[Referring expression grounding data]

******

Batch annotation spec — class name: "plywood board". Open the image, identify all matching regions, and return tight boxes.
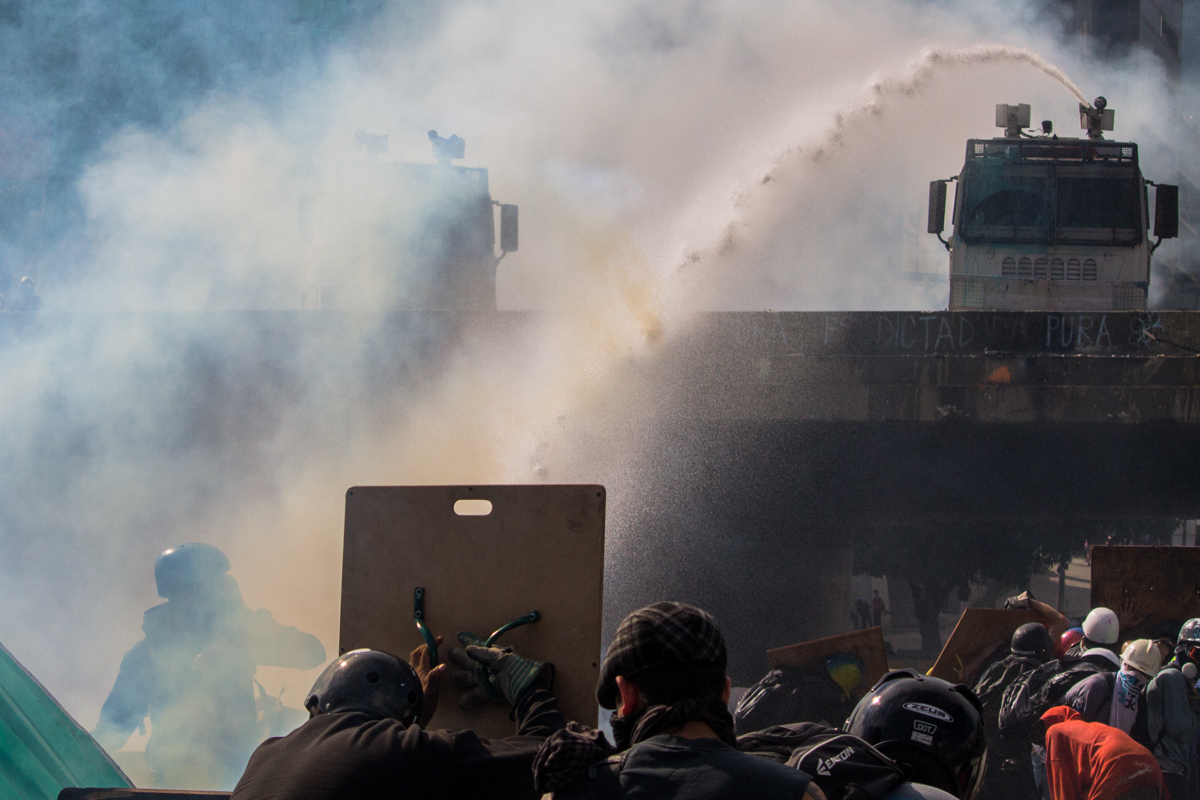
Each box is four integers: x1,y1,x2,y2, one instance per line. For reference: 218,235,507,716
339,485,605,739
929,609,1052,685
767,628,889,698
1091,546,1200,640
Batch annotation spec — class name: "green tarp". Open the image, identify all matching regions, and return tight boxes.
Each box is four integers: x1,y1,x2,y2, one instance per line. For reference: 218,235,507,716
0,640,131,799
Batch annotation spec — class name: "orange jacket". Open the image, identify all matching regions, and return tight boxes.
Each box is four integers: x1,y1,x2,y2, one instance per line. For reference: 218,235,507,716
1042,706,1164,800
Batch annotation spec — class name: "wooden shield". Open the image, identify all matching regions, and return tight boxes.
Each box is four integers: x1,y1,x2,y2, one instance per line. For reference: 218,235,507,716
929,608,1058,685
1091,545,1200,639
766,628,889,698
339,485,605,739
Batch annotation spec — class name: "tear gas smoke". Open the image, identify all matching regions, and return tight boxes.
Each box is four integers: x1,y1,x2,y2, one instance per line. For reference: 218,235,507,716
0,0,1186,789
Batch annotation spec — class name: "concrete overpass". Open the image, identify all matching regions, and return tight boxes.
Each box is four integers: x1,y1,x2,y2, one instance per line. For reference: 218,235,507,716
2,309,1197,681
607,310,1200,678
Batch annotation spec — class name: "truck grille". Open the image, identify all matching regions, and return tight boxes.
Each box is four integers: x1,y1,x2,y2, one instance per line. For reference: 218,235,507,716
951,278,984,308
1112,283,1146,310
1000,256,1097,281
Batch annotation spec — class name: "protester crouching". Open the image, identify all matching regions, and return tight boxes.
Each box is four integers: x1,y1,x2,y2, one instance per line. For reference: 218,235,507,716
845,670,989,800
231,636,564,800
1064,608,1123,660
533,602,825,800
1143,619,1200,800
974,623,1054,800
1063,640,1162,733
1036,706,1164,800
1001,607,1124,800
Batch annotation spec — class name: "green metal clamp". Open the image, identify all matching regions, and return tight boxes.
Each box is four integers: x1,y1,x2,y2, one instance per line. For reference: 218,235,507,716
414,587,439,667
466,610,541,702
485,610,541,646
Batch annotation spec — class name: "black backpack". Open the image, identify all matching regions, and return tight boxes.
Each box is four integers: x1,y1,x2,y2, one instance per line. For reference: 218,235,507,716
999,657,1110,738
737,722,908,800
974,655,1041,721
734,667,854,735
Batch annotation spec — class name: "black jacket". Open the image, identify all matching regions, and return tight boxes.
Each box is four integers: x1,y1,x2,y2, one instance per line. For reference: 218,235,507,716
231,689,565,800
556,735,814,800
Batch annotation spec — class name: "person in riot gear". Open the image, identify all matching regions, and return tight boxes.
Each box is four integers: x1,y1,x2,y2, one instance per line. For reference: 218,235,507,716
9,275,41,311
232,640,565,800
973,623,1054,800
844,670,988,800
92,544,327,790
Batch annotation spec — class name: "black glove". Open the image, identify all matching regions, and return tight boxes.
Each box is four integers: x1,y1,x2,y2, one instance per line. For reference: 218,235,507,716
1004,590,1035,611
447,632,554,709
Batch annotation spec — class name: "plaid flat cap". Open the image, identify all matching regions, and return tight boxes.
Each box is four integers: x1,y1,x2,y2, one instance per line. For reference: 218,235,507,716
596,602,727,709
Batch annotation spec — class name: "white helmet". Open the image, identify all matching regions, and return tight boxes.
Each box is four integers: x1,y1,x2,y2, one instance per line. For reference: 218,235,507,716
1083,607,1120,645
1121,639,1162,677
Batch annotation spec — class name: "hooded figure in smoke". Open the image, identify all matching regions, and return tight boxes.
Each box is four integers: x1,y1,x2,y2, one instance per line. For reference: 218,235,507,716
92,543,327,789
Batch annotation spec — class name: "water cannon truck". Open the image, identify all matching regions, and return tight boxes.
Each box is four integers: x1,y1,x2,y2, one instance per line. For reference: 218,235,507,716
928,98,1178,311
301,130,518,311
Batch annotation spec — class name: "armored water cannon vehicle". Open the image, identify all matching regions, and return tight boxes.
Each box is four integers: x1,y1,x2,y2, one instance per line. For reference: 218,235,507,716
927,98,1178,311
300,130,518,311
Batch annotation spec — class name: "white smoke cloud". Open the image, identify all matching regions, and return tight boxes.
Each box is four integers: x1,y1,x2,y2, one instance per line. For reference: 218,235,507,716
0,0,1184,788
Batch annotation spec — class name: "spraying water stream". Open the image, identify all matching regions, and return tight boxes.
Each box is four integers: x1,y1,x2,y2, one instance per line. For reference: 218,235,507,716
673,44,1091,277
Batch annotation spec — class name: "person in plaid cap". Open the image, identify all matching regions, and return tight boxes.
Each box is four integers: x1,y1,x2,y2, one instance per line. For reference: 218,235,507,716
534,601,827,799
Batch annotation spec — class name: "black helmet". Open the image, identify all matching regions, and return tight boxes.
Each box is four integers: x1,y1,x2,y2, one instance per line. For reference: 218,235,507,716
154,543,231,599
1011,623,1053,663
305,649,423,726
844,670,987,800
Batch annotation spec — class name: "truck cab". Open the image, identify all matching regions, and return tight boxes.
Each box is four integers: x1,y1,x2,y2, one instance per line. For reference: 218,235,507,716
929,101,1177,311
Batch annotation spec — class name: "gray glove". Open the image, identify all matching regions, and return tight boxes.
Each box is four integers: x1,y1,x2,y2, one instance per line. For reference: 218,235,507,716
447,631,554,709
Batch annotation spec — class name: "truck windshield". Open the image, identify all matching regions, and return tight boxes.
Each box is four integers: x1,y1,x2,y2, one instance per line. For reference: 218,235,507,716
1055,170,1141,244
959,163,1050,243
957,160,1142,246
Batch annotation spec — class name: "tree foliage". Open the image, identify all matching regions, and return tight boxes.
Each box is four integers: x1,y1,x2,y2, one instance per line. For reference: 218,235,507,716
854,520,1178,657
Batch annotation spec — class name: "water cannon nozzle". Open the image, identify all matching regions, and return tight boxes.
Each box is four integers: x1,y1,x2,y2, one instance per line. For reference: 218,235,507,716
1079,98,1114,139
428,130,465,166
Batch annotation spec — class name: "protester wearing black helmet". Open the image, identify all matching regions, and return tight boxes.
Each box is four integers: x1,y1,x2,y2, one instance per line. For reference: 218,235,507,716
972,623,1054,800
845,670,988,800
232,639,565,800
976,624,1055,714
92,543,327,789
534,601,826,799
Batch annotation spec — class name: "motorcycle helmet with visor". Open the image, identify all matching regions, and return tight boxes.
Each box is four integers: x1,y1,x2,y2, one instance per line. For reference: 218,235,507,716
844,670,987,800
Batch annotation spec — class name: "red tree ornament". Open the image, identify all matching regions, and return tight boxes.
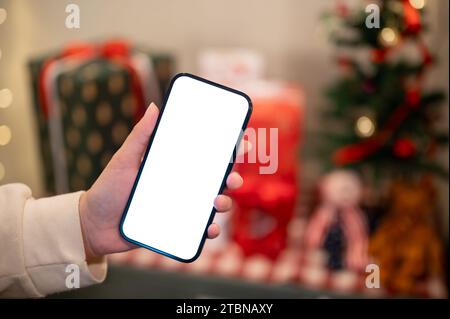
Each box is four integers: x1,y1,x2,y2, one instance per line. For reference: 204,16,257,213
406,88,421,109
393,138,417,158
371,49,388,63
402,0,422,34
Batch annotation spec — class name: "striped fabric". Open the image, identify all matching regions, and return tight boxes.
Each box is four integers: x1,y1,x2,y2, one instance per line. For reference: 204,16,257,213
107,222,441,298
303,205,368,271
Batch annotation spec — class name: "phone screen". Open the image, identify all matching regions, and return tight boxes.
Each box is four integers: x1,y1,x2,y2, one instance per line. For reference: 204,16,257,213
120,73,252,262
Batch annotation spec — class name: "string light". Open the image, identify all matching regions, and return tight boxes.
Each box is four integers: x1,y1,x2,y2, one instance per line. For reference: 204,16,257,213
0,88,13,108
355,116,375,138
409,0,426,10
379,27,399,47
0,162,5,181
0,8,7,25
0,125,12,146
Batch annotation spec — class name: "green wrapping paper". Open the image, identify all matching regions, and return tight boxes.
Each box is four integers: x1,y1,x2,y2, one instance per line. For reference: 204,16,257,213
29,45,174,194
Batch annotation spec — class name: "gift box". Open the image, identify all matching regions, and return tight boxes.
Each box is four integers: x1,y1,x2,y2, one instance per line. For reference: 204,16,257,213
231,178,297,259
198,48,265,85
29,40,174,194
228,81,304,259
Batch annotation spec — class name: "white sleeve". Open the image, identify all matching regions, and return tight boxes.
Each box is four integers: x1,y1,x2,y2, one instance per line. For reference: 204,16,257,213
0,183,107,298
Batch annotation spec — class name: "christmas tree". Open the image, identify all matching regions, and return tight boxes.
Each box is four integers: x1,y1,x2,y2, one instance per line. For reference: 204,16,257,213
319,0,448,184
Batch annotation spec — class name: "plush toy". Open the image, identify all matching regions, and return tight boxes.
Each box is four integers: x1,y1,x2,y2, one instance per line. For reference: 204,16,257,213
369,179,445,296
304,170,369,271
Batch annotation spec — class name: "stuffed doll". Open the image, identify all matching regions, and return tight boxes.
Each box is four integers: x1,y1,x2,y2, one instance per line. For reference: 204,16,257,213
304,170,369,271
228,82,302,260
369,179,445,296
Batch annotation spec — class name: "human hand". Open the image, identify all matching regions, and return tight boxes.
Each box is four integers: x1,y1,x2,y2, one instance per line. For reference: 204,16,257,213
79,103,248,260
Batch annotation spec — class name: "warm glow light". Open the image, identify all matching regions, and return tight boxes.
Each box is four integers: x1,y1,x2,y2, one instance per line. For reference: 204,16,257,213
0,8,7,25
380,27,399,46
409,0,426,10
0,125,12,146
355,116,375,138
0,162,5,181
0,88,13,108
0,89,13,109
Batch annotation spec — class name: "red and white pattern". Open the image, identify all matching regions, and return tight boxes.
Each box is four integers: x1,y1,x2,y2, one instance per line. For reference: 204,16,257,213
109,243,370,295
108,217,445,298
109,244,402,296
303,205,369,271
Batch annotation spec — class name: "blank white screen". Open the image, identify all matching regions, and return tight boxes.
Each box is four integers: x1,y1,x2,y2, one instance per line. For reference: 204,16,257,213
122,74,250,261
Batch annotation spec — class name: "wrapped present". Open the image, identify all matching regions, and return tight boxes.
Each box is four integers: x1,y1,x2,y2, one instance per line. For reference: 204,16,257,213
233,81,303,179
29,40,174,193
231,179,297,259
228,81,304,259
198,48,265,86
197,50,303,258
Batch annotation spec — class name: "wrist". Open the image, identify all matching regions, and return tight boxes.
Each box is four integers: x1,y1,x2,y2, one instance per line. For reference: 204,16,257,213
79,191,99,261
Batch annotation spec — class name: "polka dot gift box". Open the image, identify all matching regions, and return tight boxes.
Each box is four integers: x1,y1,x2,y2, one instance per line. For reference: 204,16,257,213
29,40,174,194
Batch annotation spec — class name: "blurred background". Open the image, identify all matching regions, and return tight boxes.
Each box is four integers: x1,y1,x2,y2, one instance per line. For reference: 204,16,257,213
0,0,448,298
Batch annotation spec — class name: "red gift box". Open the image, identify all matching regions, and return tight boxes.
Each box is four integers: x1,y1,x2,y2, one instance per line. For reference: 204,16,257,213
228,81,304,259
233,81,303,179
231,178,297,259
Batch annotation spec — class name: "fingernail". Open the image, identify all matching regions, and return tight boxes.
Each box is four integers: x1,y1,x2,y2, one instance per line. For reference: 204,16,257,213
143,103,158,119
148,102,158,113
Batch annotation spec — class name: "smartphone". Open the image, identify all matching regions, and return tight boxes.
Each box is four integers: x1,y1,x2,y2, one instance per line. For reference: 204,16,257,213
120,73,252,262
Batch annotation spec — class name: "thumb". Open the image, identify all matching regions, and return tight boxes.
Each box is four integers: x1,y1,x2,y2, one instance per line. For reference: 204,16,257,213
114,103,159,166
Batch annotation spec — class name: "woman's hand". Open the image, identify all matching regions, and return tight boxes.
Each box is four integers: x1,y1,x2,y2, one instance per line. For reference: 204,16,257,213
78,103,246,260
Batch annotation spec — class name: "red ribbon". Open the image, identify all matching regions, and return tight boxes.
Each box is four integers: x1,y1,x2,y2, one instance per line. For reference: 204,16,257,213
38,39,146,123
402,0,422,34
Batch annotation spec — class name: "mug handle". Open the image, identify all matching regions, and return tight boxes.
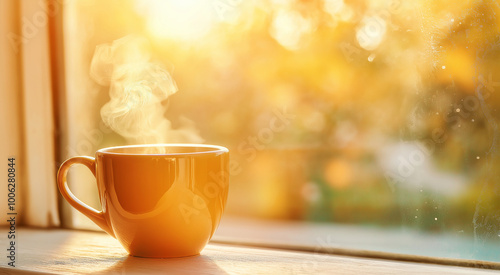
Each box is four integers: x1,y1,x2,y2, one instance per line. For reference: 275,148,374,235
57,156,115,237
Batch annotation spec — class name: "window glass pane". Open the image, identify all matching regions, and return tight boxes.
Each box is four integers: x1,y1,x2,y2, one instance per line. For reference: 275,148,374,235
64,0,500,262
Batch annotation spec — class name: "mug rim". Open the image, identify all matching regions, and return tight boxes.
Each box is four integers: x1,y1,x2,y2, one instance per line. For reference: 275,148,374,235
96,143,228,156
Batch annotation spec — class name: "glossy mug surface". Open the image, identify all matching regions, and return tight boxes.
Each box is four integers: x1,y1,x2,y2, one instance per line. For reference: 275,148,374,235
57,144,229,258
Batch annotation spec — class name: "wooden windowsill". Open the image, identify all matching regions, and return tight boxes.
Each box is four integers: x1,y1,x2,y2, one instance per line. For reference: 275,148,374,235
0,228,498,274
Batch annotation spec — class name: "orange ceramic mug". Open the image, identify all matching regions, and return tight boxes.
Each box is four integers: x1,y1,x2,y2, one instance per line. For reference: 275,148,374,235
57,144,229,258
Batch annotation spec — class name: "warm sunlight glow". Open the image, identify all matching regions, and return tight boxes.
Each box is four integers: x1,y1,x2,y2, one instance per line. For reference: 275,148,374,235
135,0,215,41
323,0,344,16
270,9,314,50
356,15,387,51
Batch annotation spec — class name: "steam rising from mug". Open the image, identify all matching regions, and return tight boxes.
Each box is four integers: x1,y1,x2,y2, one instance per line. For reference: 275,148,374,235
90,35,204,144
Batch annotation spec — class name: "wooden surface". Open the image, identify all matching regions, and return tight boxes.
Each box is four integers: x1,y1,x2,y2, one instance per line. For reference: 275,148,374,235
0,228,498,275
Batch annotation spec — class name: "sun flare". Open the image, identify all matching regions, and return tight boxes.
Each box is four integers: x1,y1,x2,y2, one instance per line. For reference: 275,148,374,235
135,0,215,41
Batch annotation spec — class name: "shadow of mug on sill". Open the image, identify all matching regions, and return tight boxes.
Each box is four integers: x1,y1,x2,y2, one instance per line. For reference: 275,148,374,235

******

- _The problem_
Give the number of lines in the entries above that include the word "surface", and nothing more.

- _Answer space_
2